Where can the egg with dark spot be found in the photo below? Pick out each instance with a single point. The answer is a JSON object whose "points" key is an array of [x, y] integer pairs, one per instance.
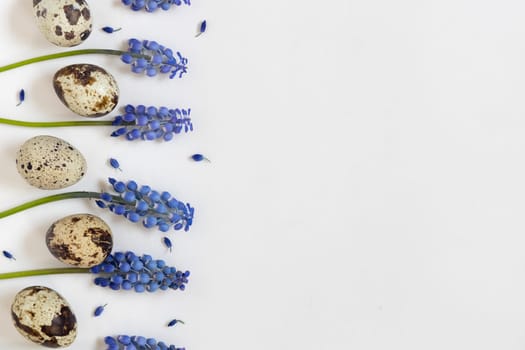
{"points": [[82, 240], [44, 317], [86, 89], [63, 22], [50, 163]]}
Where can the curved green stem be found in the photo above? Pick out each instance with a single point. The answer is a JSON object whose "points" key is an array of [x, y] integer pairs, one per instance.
{"points": [[40, 272], [48, 199], [62, 54], [54, 124]]}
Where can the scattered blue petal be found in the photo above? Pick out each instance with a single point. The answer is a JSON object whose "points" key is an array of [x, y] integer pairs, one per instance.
{"points": [[202, 28], [99, 309], [174, 322], [114, 163], [110, 30]]}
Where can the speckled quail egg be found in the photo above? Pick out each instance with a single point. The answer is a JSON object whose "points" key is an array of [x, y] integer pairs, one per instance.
{"points": [[50, 163], [44, 317], [86, 89], [82, 240], [63, 22]]}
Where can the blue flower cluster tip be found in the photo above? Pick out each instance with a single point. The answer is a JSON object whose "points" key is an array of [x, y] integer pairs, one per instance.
{"points": [[121, 342], [151, 123], [128, 271], [153, 5], [150, 58], [142, 204]]}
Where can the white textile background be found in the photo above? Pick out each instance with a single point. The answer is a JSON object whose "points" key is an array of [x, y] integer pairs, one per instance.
{"points": [[366, 189]]}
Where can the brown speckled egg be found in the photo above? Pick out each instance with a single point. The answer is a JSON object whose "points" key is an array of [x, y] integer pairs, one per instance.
{"points": [[50, 163], [63, 22], [44, 317], [86, 89], [82, 240]]}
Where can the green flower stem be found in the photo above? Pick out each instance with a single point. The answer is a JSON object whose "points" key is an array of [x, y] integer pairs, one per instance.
{"points": [[67, 54], [40, 272], [54, 124], [48, 199]]}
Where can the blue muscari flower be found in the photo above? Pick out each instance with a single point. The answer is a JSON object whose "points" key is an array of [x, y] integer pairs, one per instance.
{"points": [[128, 271], [152, 123], [167, 243], [150, 58], [126, 342], [152, 208], [174, 322], [153, 5], [21, 97], [8, 255]]}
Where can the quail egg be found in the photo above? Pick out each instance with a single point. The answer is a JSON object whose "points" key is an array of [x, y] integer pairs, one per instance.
{"points": [[63, 22], [50, 163], [86, 89], [82, 240], [44, 317]]}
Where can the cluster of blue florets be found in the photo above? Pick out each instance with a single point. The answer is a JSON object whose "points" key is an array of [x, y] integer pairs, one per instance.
{"points": [[127, 342], [153, 5], [125, 270], [142, 204], [151, 123], [150, 58]]}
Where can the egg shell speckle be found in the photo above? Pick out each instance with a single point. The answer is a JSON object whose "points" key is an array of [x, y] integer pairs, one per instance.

Work item:
Copy out all of the material exactly as written, without its pictures.

Answer section:
Where can the egg with dark spot be found in the photo below? Pick out each instance with a single point. The answer is a JSON object whose "points" key is an array of [x, y] integer pairs, one per instance.
{"points": [[82, 240], [44, 317], [86, 89], [63, 22], [50, 163]]}
Where can the curved green stem be found in the photo above? Pick out each instance with a single point. The answer is a JSON object whose "points" key is an array of [x, y] integer pairs, one per instance.
{"points": [[40, 272], [48, 199], [62, 54], [54, 124]]}
Where can the scattered blue petal be found in the photo above? Pick out each instance with a single point. The answer is a JSON object whose "points" key is an array of [x, y] integer pairs, one per instance.
{"points": [[202, 28], [99, 309], [174, 322], [114, 163], [110, 30]]}
Where can the speckled quail egg be found in the photo above? Pick out each instance with a single point. The answer is a JSON object whose "points" key is an array of [x, y] integer pairs, one per instance.
{"points": [[50, 163], [44, 317], [86, 89], [82, 240], [63, 22]]}
Where can the blue flower cluster tip be found in the photo above? Pick out each instance with a single point. The answer is a JSON object whose "points" key is an array of [x, y] integer pairs, one per instance.
{"points": [[121, 342], [151, 123], [128, 271], [153, 5], [150, 58], [142, 204]]}
Where can the white textile background be found in the photo above? Pick out each instance with a single point. The answer is a JSON object whose "points" key is an array of [x, y] integer pairs, one per instance.
{"points": [[366, 189]]}
Where can the brown speckled egg be found in the photo above? Pick out each instance with a single point. The answer is a JSON object whose "points" key is an array of [x, y] integer pairs, one per instance.
{"points": [[50, 163], [63, 22], [44, 317], [86, 89], [82, 240]]}
Where can the green flower stem be found in the photo above? Pick out each instance with a single point. The answer is a JSON object whose "points" key is an array of [x, y] integer pairs, one per instance.
{"points": [[67, 54], [40, 272], [54, 124], [48, 199]]}
Where can the blue muscari flower be found in the photo above? Pick out each instance with a single point. The answer is a JSON object whose "points" key is an array of [x, y] integer pairs, one per instance.
{"points": [[128, 271], [152, 123], [167, 243], [150, 58], [126, 342], [152, 208], [174, 322], [153, 5], [21, 97], [8, 255]]}
Where can the quail egg be found in the photo above? Pick out each instance with a single point. The answer is a JSON object whose "points" key is an array of [x, y] integer pairs, one per instance.
{"points": [[63, 22], [50, 163], [86, 89], [82, 240], [44, 317]]}
Where can the cluster of blue florets be found in the photo above? Pick out each instance with a single point. The answer is a JSON object whose "points" key is an array of [x, y] integer pairs, one per instance.
{"points": [[127, 342], [153, 5], [125, 270], [142, 204], [151, 123], [150, 58]]}
Where can the egg shell speckle be found in the photo above? Pick out each instance with a single point. The answer is a JSON object whose "points" key is an array of [x, y] integer pairs, one per instance.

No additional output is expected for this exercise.